Top of Data shown

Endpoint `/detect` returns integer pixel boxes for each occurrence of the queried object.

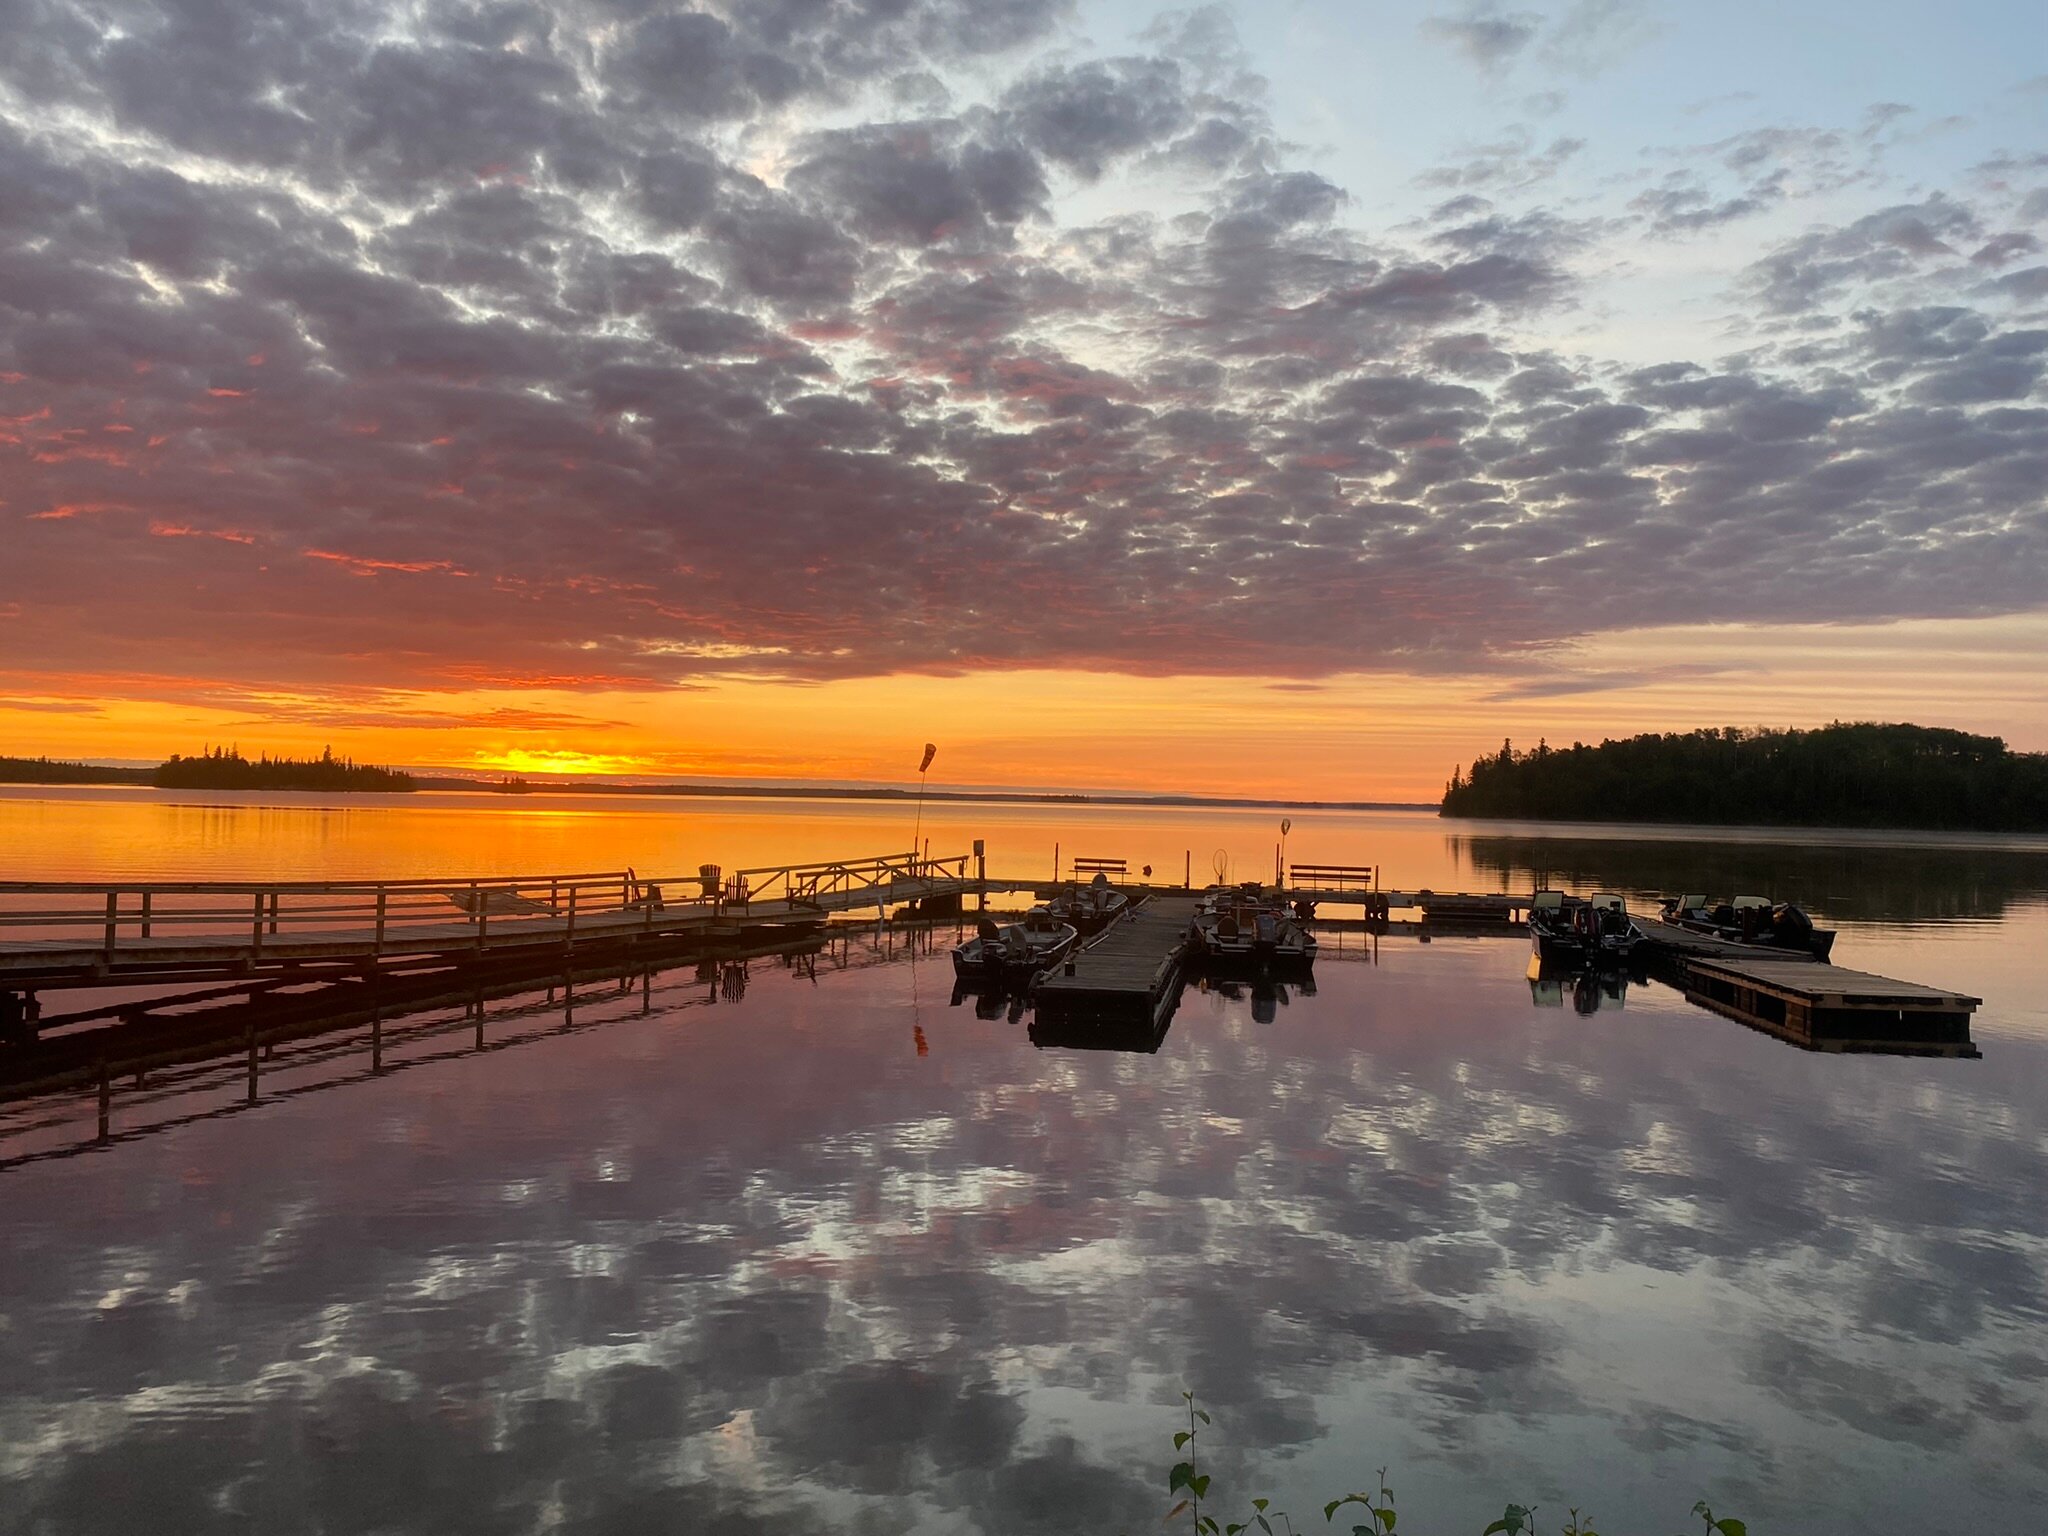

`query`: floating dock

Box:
[1675,954,1980,1057]
[1032,894,1200,1029]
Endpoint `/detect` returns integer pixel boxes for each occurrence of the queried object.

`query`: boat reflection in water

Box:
[949,977,1028,1023]
[1196,972,1316,1025]
[1527,954,1631,1015]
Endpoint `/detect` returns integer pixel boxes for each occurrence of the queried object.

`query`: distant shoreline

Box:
[421,781,1437,813]
[0,761,1432,813]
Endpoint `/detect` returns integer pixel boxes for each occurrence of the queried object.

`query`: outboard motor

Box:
[1771,903,1814,944]
[976,917,1000,945]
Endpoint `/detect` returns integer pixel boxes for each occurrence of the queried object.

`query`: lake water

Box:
[2,788,2046,1535]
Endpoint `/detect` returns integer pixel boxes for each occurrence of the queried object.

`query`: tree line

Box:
[153,746,416,792]
[1439,722,2048,832]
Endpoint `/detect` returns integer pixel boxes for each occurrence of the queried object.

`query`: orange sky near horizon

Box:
[8,614,2048,802]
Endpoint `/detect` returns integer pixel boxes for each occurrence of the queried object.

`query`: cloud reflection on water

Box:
[1,931,2045,1534]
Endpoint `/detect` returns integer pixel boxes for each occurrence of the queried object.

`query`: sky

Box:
[0,0,2044,798]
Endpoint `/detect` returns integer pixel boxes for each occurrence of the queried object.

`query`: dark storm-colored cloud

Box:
[1,0,2045,709]
[999,55,1201,181]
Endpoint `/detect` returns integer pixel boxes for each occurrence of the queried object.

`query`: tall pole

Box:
[911,743,937,873]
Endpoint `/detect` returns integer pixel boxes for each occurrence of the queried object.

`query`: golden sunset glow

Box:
[9,612,2047,801]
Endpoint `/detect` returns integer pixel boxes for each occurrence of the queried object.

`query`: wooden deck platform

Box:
[1032,895,1200,1028]
[1676,954,1980,1056]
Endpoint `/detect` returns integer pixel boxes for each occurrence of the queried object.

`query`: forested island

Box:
[1440,722,2048,832]
[154,747,416,792]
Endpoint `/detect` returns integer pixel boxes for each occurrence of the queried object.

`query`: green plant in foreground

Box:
[1157,1392,1747,1536]
[1166,1390,1215,1534]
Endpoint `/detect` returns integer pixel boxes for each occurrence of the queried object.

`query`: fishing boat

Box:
[1189,885,1317,967]
[951,908,1078,982]
[1659,894,1836,960]
[1529,890,1641,967]
[1046,872,1131,936]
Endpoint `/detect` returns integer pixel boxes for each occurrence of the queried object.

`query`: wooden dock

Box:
[0,852,978,1036]
[1675,954,1980,1056]
[1032,894,1200,1028]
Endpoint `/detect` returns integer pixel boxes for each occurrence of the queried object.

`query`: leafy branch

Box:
[1150,1392,1746,1536]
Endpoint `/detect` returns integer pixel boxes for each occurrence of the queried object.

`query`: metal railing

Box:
[729,851,974,910]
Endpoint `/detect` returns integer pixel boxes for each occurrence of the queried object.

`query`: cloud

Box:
[0,0,2042,722]
[1420,5,1544,72]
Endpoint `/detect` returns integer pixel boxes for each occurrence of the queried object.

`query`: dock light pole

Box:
[1279,818,1291,886]
[911,742,937,874]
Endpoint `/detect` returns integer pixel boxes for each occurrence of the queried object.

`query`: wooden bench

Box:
[1071,857,1128,880]
[1287,863,1376,893]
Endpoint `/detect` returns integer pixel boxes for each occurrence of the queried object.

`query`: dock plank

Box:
[1034,895,1200,1024]
[1675,952,1980,1057]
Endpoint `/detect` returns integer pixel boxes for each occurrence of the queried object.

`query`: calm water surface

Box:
[2,789,2046,1535]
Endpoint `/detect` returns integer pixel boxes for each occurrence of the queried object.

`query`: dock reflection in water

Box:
[0,915,2042,1536]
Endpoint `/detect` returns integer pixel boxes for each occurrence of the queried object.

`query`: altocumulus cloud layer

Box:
[1,0,2045,699]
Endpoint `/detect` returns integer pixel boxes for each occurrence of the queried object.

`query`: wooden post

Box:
[1185,850,1191,889]
[140,892,152,939]
[267,893,279,936]
[251,894,264,956]
[1054,841,1059,882]
[566,885,577,951]
[374,889,387,955]
[103,891,118,961]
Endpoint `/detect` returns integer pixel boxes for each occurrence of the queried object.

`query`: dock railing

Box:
[0,869,720,965]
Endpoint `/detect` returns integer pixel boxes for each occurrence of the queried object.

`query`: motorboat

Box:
[1589,892,1644,961]
[1659,894,1836,960]
[1529,889,1590,965]
[951,908,1077,982]
[1529,890,1641,967]
[1046,873,1131,936]
[1190,886,1317,967]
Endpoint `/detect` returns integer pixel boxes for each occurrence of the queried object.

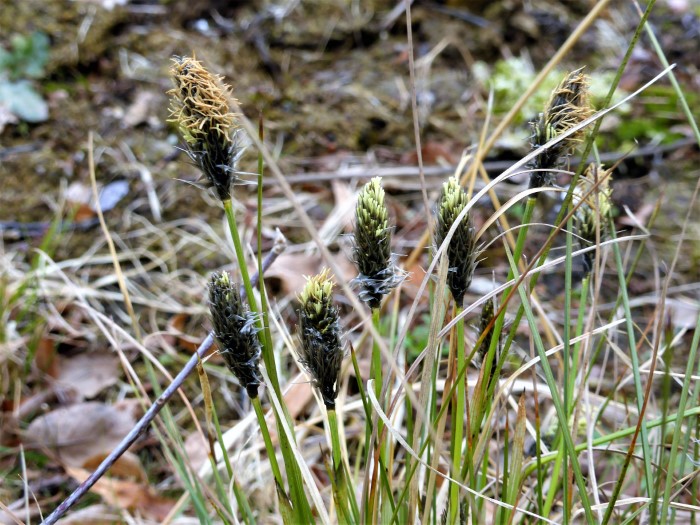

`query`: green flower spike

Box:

Bottom of Data shown

*Aim of the exercise*. Restate every record above word for word, without images.

*Written solution*.
Endpoint `/detect` returns integer pixel boxes for each occurrence of the queried object.


`query`: floating dock

Box:
[1675,954,1980,1057]
[1032,894,1200,1029]
Endpoint `/detect` returns integer pixel boxes for each occurrence of the queried object.

`query`: boat reflection in water

Box:
[949,977,1028,1023]
[1196,972,1316,1025]
[1527,954,1631,1015]
Endpoint `/detect` returns integer pixel boxes for each occurrence of the queried object.

`query`: distant shoreline

Box:
[421,781,1437,813]
[0,761,1432,813]
Endpoint `/detect` returns integer pixel boxes for each occurrence of the queried object.

`query`: outboard motor

Box:
[1771,903,1814,944]
[976,917,1000,945]
Endpoint `/detect` returns integer pixel boxes for each occurrence of the queried object.

`query`: lake water

Box:
[2,788,2046,1535]
Endpoint `/detect` returns integer pixel boxes for each occurrence of the queried object.

`query`: tree line

Box:
[153,746,416,792]
[1439,722,2048,832]
Endpoint `/detect` returns integer pixel boxes for each occurrence of the queried object.

`query`: orange sky near horizon

Box:
[8,614,2048,802]
Endpoint `/detect` returns integer pixel boxes for each occurrence of the queried object.

`query`: cloud reflection on water

Box:
[1,931,2045,1534]
Endpoint `/detect` returns integer pixel boxes for each occurrence of the queried object.

`query`: sky

Box:
[0,0,2044,798]
Endpoint `/detect` returns integer pixel boxes for each occurrence of the queried object.

`query`: dark storm-colored cloud

Box:
[1,0,2045,709]
[999,55,1201,181]
Endpoint `/detect` returns integer pixel boxes for each occurrence of the queried object.

`query`: tall pole

Box:
[911,743,937,873]
Endpoint `/detect` returns integer pixel boxes for each occurrence of the queried object.

`query`: golden sunset glow

Box:
[9,612,2047,801]
Endpoint `/detect` returns integer pixel boxes for each occurrence of the queried object.

`query`: wooden deck platform

Box:
[1032,895,1200,1028]
[1676,954,1980,1056]
Endpoint `/detect` returns integer pixel boxes for each occurrence of the queried object.

`query`: forested island

Box:
[1440,722,2048,832]
[154,747,416,792]
Endpoint `/detect` returns integer pixel boxes for each occurrence of the queried object.

`query`: green plant in foreground

Box:
[1157,1392,1747,1536]
[1166,1390,1215,1534]
Endpoint `/detect` returns integer pixel boxes for each occurrence of the queried object.

`query`: fishing boat

Box:
[1189,885,1317,967]
[951,908,1078,982]
[1659,894,1836,960]
[1529,890,1641,967]
[1046,872,1131,936]
Endpoint `/detect` returns integer pixel boxes for each occurrence of the queried object.

`query`: wooden dock

Box:
[0,852,978,1036]
[1675,954,1980,1056]
[1032,894,1200,1028]
Endpoint `/detect` returns integer pixel boxes for each occurrence of the queried object.

`query`: leafy branch

Box:
[1150,1392,1746,1536]
Endpoint `/detect` returns integer pixel boxes for each occurrence of the queried object.

`query`: metal railing

Box:
[729,851,974,910]
Endpoint `/detect` returns integer pixel boxes for each occurrence of the queried object.

`query`: cloud

Box:
[0,0,2042,722]
[1420,5,1544,72]
Endpoint `/detect` returns integer pixel boxes for each occurrence of the queried object.

`query`: dock light pole

Box:
[1279,818,1291,886]
[911,742,937,874]
Endpoint `/detect` returns integer pixel boxes for each occurrence of the queried object.

`query`: wooden bench

Box:
[1071,857,1128,880]
[1287,863,1376,893]
Endpoint `/detect` returns integer pixel boxes for each occurrence of the queried object.

`query`: dock plank

Box:
[1034,895,1200,1024]
[1675,952,1980,1057]
Endpoint `/detect` returns integer pixel boxes for each occurrence of the queried object.

`query`: calm water surface

Box:
[2,789,2046,1535]
Endpoint `/detect` returns integer pixel boxes for each occurrence of the queried object.

`query`: dock reflection in water

Box:
[0,915,2042,1536]
Endpoint `/detect` returns integer pixel boxes for each occurrence of the queried object.

`query`: altocumulus cloud layer

Box:
[1,0,2045,699]
Endpoint `/detect` returns integer pixel boxes for each occurrence of the queried object.

`query`: wooden post

Box:
[1185,850,1191,889]
[140,892,152,939]
[267,893,279,936]
[251,894,264,956]
[1054,841,1059,882]
[566,885,577,951]
[374,889,387,955]
[103,891,118,961]
Endpoint `/detect` returns integer pixel boxes for each occurrence of the queried object.

`query`: dock railing

Box:
[0,869,720,965]
Endpoint `/detect` returns integer pixel boxes for each occurrence of the queried object.

`query`: motorboat

Box:
[1589,892,1644,961]
[1659,894,1836,960]
[1529,889,1590,965]
[951,908,1077,982]
[1529,890,1641,967]
[1046,873,1131,936]
[1190,886,1317,967]
Endpoint `/detect` returns integer pixel boxes for each occurrence of the queried object.


`query`: green flower spike

Box:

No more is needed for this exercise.